### What to work on
For this exercise, copy out each line of the material below that includes "draw".

### Dataset records
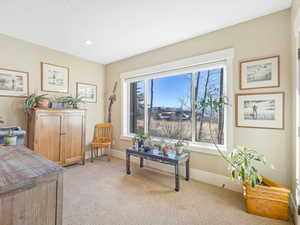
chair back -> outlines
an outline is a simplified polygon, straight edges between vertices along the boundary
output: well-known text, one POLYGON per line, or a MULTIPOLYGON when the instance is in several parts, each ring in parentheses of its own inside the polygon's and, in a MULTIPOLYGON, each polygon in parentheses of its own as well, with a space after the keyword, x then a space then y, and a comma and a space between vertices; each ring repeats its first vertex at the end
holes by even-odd
POLYGON ((112 140, 112 125, 109 123, 96 124, 95 138, 102 140, 112 140))

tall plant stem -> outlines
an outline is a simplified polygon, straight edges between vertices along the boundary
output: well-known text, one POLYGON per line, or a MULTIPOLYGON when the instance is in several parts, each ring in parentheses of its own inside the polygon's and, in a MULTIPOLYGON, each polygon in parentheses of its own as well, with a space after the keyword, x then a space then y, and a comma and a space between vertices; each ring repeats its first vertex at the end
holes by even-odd
POLYGON ((212 133, 212 128, 211 128, 211 124, 212 124, 212 117, 213 117, 213 109, 212 106, 210 106, 210 118, 209 118, 209 134, 210 134, 210 139, 213 143, 213 145, 215 146, 215 148, 217 149, 217 151, 219 152, 219 154, 221 155, 221 157, 230 164, 230 166, 232 166, 233 168, 236 168, 235 165, 233 165, 226 157, 226 155, 220 150, 219 146, 217 145, 214 137, 213 137, 213 133, 212 133))

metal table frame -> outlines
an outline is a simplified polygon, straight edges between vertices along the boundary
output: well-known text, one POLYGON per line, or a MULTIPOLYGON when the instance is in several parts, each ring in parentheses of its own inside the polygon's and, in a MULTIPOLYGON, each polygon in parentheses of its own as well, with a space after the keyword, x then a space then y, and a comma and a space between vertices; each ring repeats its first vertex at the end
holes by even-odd
POLYGON ((168 165, 172 165, 175 168, 175 191, 180 190, 179 183, 179 165, 185 164, 185 180, 190 179, 190 154, 188 152, 183 152, 180 155, 174 157, 165 156, 163 154, 153 154, 153 150, 144 151, 142 149, 136 149, 134 147, 128 148, 126 150, 126 172, 128 175, 131 174, 130 170, 130 156, 135 156, 140 158, 140 168, 144 167, 144 160, 151 160, 155 162, 160 162, 168 165))

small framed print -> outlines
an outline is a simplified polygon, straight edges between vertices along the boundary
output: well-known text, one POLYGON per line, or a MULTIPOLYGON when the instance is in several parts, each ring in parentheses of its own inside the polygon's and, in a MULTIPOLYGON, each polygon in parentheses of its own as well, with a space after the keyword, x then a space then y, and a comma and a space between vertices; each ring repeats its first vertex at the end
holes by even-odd
POLYGON ((42 91, 69 92, 69 68, 41 62, 42 91))
POLYGON ((236 126, 284 128, 284 92, 236 94, 236 126))
POLYGON ((77 96, 89 103, 97 103, 97 85, 77 82, 77 96))
POLYGON ((28 72, 0 68, 0 96, 27 97, 28 72))
POLYGON ((280 86, 280 57, 271 56, 240 62, 240 89, 280 86))

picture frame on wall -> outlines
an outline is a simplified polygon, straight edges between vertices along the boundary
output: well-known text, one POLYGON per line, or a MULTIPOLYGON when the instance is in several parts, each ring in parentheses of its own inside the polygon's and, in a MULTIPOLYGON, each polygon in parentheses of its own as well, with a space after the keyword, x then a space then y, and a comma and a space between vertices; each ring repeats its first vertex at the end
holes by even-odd
POLYGON ((41 62, 42 91, 69 92, 69 68, 41 62))
POLYGON ((27 97, 29 73, 0 68, 0 96, 27 97))
POLYGON ((284 129, 284 92, 236 94, 236 126, 284 129))
POLYGON ((77 82, 76 95, 87 103, 97 103, 97 85, 77 82))
POLYGON ((240 89, 275 88, 280 86, 280 56, 240 62, 240 89))

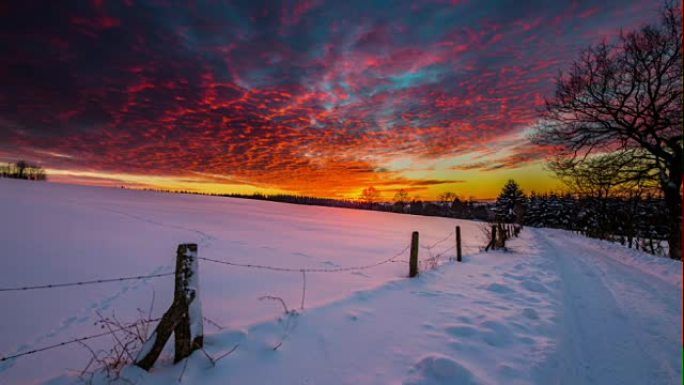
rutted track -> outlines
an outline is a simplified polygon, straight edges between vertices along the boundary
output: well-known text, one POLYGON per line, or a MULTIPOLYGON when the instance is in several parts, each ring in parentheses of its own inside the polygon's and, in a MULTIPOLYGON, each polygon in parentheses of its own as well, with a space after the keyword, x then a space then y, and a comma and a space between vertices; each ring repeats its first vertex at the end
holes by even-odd
POLYGON ((591 240, 531 229, 561 277, 557 351, 544 384, 678 384, 681 287, 620 263, 591 240))

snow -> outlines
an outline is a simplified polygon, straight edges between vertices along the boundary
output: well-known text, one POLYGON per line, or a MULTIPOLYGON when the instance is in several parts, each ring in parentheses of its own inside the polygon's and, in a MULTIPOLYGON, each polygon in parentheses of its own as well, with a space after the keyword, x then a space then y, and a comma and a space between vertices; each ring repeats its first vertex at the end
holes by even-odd
POLYGON ((157 341, 157 332, 153 331, 147 341, 140 347, 140 351, 135 357, 135 362, 138 362, 145 358, 148 354, 150 354, 150 351, 154 347, 155 342, 157 341))
POLYGON ((588 248, 593 255, 609 258, 621 264, 653 275, 668 283, 682 287, 682 263, 670 258, 657 257, 615 242, 588 239, 565 230, 546 229, 549 236, 561 236, 569 247, 588 248))
POLYGON ((190 341, 194 343, 195 338, 204 335, 204 321, 202 320, 202 301, 200 298, 199 287, 199 260, 197 259, 197 251, 188 249, 186 251, 187 261, 190 264, 190 276, 187 282, 186 301, 188 305, 188 319, 190 320, 190 341))
MULTIPOLYGON (((537 238, 561 282, 558 347, 540 371, 542 383, 681 383, 681 280, 644 274, 643 265, 564 232, 537 238)), ((681 272, 681 264, 673 267, 681 272)))
MULTIPOLYGON (((298 271, 200 260, 202 310, 221 326, 205 322, 205 349, 215 358, 230 354, 213 366, 195 353, 183 372, 167 349, 150 373, 125 369, 137 384, 681 380, 681 263, 566 231, 526 228, 509 252, 482 253, 481 224, 471 221, 16 180, 0 180, 0 212, 1 287, 172 271, 176 246, 189 242, 199 244, 200 258, 237 263, 368 265, 405 249, 414 230, 425 246, 461 226, 463 263, 444 262, 414 279, 402 262, 310 272, 304 310, 298 271), (281 297, 290 311, 264 296, 281 297)), ((173 277, 0 292, 8 309, 0 355, 95 334, 96 311, 135 320, 153 293, 154 317, 170 305, 173 277)), ((0 384, 78 383, 69 369, 88 359, 69 345, 9 360, 0 363, 0 384)))

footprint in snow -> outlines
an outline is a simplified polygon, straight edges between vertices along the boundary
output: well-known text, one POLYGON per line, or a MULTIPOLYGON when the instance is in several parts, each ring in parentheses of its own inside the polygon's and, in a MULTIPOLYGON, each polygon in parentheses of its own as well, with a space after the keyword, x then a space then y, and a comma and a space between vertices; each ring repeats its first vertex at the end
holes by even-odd
POLYGON ((534 282, 534 281, 525 281, 522 283, 522 287, 529 291, 533 291, 535 293, 547 293, 548 289, 546 286, 542 285, 539 282, 534 282))
POLYGON ((480 381, 463 365, 450 357, 430 355, 421 359, 410 370, 404 385, 478 385, 480 381))
POLYGON ((510 329, 497 321, 486 321, 482 323, 487 331, 482 333, 482 339, 490 346, 503 347, 508 346, 513 338, 513 333, 510 329))
POLYGON ((523 309, 522 314, 523 314, 523 316, 525 316, 525 318, 528 318, 528 319, 532 319, 532 320, 538 320, 539 319, 539 314, 537 314, 537 312, 534 309, 529 308, 529 307, 523 309))
POLYGON ((440 297, 444 294, 442 291, 413 291, 412 292, 415 295, 419 295, 421 297, 440 297))
POLYGON ((311 256, 311 255, 309 255, 309 254, 300 253, 300 252, 292 253, 292 255, 297 255, 297 256, 300 256, 300 257, 308 258, 308 259, 312 259, 312 258, 313 258, 313 256, 311 256))
POLYGON ((444 328, 447 334, 453 337, 472 337, 479 333, 479 331, 468 325, 450 325, 444 328))
POLYGON ((516 281, 522 281, 522 280, 525 279, 525 277, 522 276, 522 275, 516 275, 516 274, 511 274, 511 273, 503 273, 503 276, 504 276, 505 278, 514 279, 514 280, 516 280, 516 281))
POLYGON ((492 283, 490 285, 485 286, 485 289, 493 292, 493 293, 498 293, 498 294, 510 294, 510 293, 515 293, 515 290, 511 289, 510 287, 506 285, 501 285, 499 283, 492 283))
POLYGON ((348 311, 345 316, 350 321, 358 321, 361 316, 369 316, 373 314, 373 310, 366 308, 358 308, 348 311))

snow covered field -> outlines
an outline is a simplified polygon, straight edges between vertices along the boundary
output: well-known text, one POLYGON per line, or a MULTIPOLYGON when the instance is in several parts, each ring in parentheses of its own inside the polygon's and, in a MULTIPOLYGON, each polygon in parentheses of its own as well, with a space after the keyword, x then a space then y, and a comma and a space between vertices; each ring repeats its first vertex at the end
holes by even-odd
MULTIPOLYGON (((422 245, 436 243, 424 258, 453 247, 461 226, 464 263, 416 279, 402 262, 308 273, 303 311, 299 273, 200 261, 204 315, 222 327, 205 323, 206 350, 238 347, 215 367, 194 354, 184 384, 681 381, 681 263, 564 231, 527 228, 510 252, 481 253, 470 221, 16 180, 0 180, 0 213, 0 288, 170 272, 183 242, 205 258, 335 268, 397 255, 416 230, 422 245), (300 314, 283 319, 266 295, 300 314)), ((98 333, 98 312, 135 320, 153 296, 159 316, 172 290, 173 277, 160 277, 0 292, 0 356, 98 333)), ((89 357, 72 344, 11 359, 0 384, 78 383, 89 357)), ((178 383, 182 366, 125 375, 178 383)))

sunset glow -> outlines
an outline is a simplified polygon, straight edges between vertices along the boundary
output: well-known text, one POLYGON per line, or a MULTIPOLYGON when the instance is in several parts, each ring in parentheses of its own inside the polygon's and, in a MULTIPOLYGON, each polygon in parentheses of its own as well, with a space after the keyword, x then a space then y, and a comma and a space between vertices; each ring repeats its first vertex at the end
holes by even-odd
POLYGON ((0 162, 55 182, 383 199, 560 189, 527 140, 554 77, 660 5, 28 3, 0 6, 0 162))

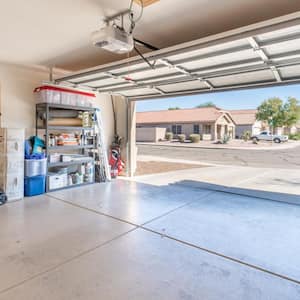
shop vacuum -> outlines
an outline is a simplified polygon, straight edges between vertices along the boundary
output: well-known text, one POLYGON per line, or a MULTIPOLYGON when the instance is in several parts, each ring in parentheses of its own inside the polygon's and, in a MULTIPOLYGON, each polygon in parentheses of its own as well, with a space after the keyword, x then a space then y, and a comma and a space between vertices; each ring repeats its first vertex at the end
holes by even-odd
POLYGON ((7 196, 0 190, 0 206, 7 202, 7 196))

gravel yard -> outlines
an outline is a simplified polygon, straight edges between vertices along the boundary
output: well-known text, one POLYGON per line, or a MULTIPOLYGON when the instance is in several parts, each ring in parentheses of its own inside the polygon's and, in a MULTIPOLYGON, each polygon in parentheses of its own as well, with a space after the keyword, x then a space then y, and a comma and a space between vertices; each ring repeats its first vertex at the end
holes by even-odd
POLYGON ((135 176, 165 173, 171 171, 187 170, 194 168, 203 168, 207 166, 161 162, 161 161, 138 161, 135 176))

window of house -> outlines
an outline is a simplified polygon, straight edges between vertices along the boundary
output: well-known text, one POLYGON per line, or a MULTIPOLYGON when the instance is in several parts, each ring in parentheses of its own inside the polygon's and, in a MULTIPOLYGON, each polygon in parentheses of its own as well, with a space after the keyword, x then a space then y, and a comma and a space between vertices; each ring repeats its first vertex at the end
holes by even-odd
POLYGON ((181 134, 182 126, 181 125, 172 125, 172 133, 173 134, 181 134))
POLYGON ((194 125, 194 133, 199 134, 200 133, 200 128, 198 124, 194 125))
POLYGON ((181 134, 181 133, 182 133, 182 126, 177 125, 177 134, 181 134))
POLYGON ((211 125, 204 125, 204 134, 211 134, 211 125))
POLYGON ((172 125, 172 133, 176 134, 176 125, 172 125))

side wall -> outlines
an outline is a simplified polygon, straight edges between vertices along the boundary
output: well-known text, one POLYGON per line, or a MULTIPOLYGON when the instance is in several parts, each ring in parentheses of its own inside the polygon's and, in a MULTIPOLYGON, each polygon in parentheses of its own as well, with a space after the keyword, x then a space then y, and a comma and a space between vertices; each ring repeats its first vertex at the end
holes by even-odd
MULTIPOLYGON (((48 80, 48 73, 37 68, 28 68, 0 63, 0 127, 25 128, 26 137, 35 133, 35 100, 33 90, 48 80)), ((123 99, 122 99, 123 100, 123 99)), ((97 95, 95 106, 101 109, 107 146, 114 135, 113 111, 109 96, 97 95)), ((120 119, 125 107, 119 109, 120 119)), ((124 122, 120 122, 124 126, 124 122)))
POLYGON ((26 136, 34 133, 33 89, 47 79, 44 71, 0 64, 1 127, 25 128, 26 136))

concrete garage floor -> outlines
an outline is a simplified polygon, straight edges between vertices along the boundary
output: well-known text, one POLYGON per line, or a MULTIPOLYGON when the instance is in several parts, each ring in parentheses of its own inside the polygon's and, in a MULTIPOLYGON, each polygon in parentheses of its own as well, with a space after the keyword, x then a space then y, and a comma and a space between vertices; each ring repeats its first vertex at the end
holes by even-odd
POLYGON ((237 191, 246 195, 300 204, 300 169, 273 169, 215 165, 192 160, 170 159, 140 155, 140 162, 153 161, 173 164, 199 165, 199 168, 169 171, 160 174, 135 176, 131 180, 152 185, 167 185, 180 182, 190 186, 208 186, 222 191, 237 191), (206 167, 205 167, 206 164, 206 167), (242 191, 242 190, 245 191, 242 191), (270 194, 270 195, 267 195, 270 194))
POLYGON ((300 206, 116 180, 0 208, 0 300, 300 299, 300 206))

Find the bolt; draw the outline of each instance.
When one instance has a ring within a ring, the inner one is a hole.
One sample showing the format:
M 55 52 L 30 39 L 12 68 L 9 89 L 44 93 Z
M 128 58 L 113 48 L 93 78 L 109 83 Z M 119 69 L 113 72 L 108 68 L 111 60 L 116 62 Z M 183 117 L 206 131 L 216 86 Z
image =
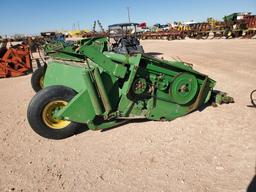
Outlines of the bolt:
M 186 85 L 182 85 L 179 90 L 180 90 L 180 92 L 184 93 L 184 92 L 188 91 L 188 88 Z

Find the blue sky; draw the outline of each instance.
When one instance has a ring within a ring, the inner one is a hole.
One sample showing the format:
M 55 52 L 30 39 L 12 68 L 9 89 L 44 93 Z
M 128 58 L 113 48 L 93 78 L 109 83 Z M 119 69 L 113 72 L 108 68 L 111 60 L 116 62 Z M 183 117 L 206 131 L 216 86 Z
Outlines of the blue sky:
M 250 11 L 256 14 L 256 0 L 0 0 L 0 34 L 36 34 L 41 31 L 91 29 L 94 20 L 103 26 L 131 21 L 167 23 L 204 21 Z

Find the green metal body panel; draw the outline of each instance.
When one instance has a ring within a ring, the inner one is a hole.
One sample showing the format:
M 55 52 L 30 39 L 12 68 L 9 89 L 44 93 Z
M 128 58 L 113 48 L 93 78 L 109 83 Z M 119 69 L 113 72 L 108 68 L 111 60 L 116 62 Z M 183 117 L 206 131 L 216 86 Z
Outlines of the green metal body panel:
M 83 74 L 86 69 L 81 66 L 60 62 L 49 62 L 44 76 L 44 87 L 63 85 L 80 92 L 85 87 Z
M 56 118 L 86 123 L 92 130 L 122 124 L 126 118 L 173 120 L 208 102 L 215 81 L 179 61 L 105 51 L 83 42 L 74 57 L 84 65 L 48 63 L 44 85 L 63 85 L 77 95 Z M 77 54 L 77 55 L 76 55 Z
M 72 46 L 65 47 L 61 50 L 49 53 L 48 55 L 51 58 L 54 58 L 54 59 L 57 59 L 57 60 L 83 62 L 84 59 L 85 59 L 84 55 L 76 53 L 75 50 L 74 50 L 74 47 L 72 47 Z
M 86 46 L 81 52 L 99 67 L 104 68 L 107 73 L 116 77 L 124 78 L 127 68 L 121 64 L 117 64 L 106 57 L 102 52 L 98 51 L 97 46 Z M 106 67 L 107 66 L 107 67 Z
M 86 58 L 83 50 L 88 46 L 94 46 L 99 52 L 106 51 L 108 49 L 108 39 L 106 37 L 95 37 L 82 39 L 73 44 L 59 41 L 52 42 L 44 46 L 44 52 L 53 59 L 82 62 Z
M 61 50 L 65 47 L 65 43 L 62 41 L 54 41 L 51 43 L 47 43 L 43 46 L 44 53 L 48 55 L 49 53 L 55 52 L 57 50 Z
M 224 21 L 234 21 L 235 18 L 237 17 L 238 13 L 232 13 L 230 15 L 226 15 L 223 17 Z
M 84 106 L 84 107 L 82 107 Z M 78 123 L 89 123 L 91 119 L 96 117 L 95 107 L 93 106 L 88 90 L 79 92 L 68 106 L 58 111 L 55 116 L 63 117 L 63 119 L 71 120 Z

### Result of the exercise
Find the bolt; draw the outline of each instance.
Find the blue sky; draw the outline of each instance.
Find the green metal body panel; draw the outline of each instance.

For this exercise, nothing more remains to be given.